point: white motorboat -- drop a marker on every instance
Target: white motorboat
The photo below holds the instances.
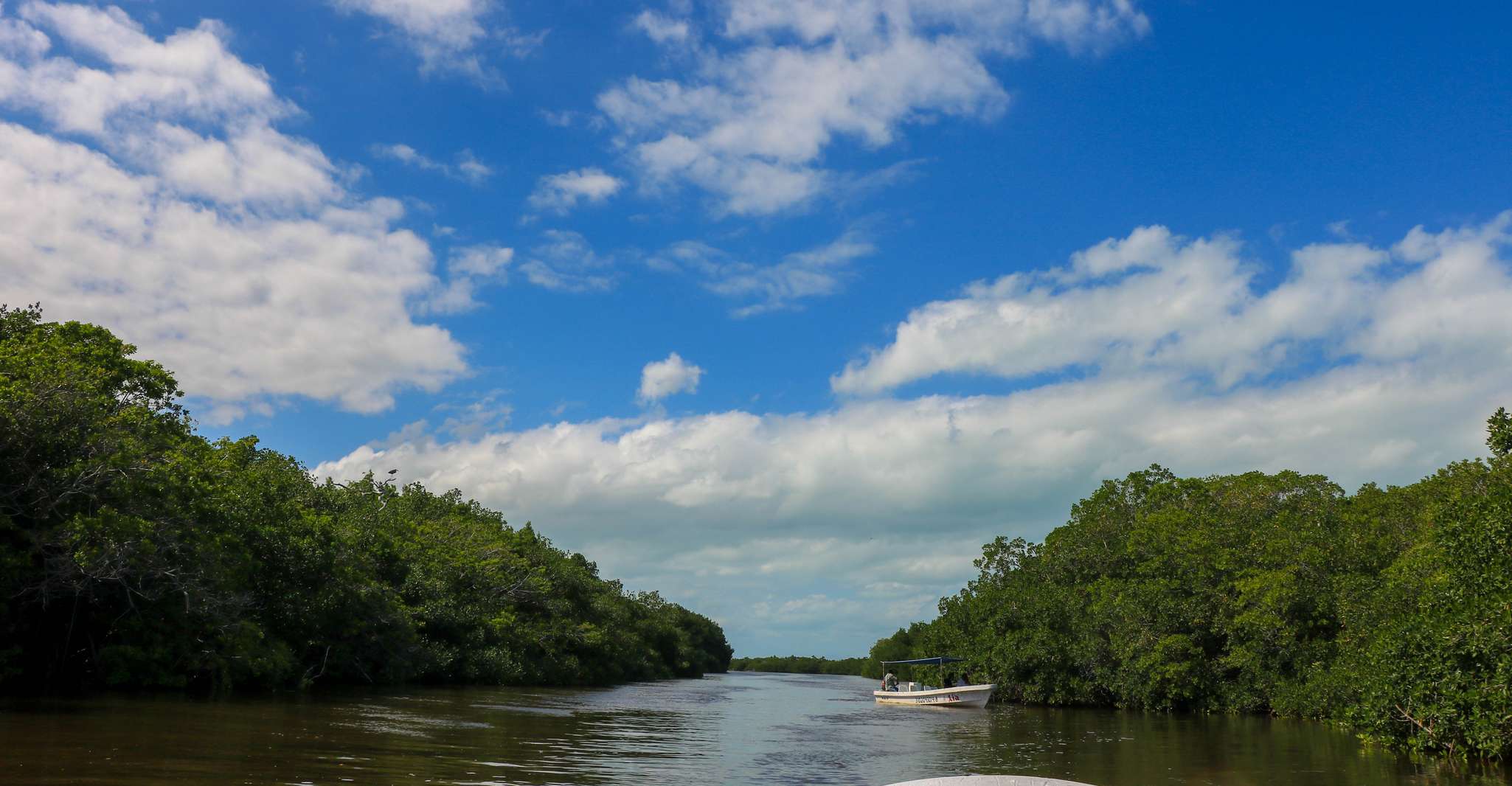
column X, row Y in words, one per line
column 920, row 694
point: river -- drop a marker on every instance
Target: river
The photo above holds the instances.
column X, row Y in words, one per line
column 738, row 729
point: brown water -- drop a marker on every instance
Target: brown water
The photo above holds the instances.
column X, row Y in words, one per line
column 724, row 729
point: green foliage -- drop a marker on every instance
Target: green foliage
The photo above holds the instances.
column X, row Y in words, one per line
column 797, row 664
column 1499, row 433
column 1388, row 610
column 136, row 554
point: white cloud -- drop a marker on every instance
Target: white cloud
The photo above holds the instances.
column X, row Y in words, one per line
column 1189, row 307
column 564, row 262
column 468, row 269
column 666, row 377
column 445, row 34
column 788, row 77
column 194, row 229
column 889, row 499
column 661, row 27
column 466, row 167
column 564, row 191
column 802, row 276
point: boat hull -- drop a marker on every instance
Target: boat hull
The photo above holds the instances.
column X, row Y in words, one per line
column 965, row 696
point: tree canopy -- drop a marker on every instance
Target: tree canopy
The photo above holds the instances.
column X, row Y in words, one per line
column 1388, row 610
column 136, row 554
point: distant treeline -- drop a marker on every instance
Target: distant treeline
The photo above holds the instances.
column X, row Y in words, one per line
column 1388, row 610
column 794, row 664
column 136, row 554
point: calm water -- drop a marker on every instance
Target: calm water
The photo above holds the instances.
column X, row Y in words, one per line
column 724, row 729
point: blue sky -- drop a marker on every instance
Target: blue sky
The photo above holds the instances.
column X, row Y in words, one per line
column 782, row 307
....
### TASK GOAL
Copy out the stretch of the records from the line containing "point: calm water" through the end of the records, word for word.

### REPLY
point: calm water -- drop a marker on every instance
Target: calm water
The photo above holds the instances.
column X, row Y in words, one per line
column 724, row 729
point: blue sky -- drop a marker on every instance
Target: blue sky
The photo above holds the instances.
column X, row Y in words, one per line
column 782, row 307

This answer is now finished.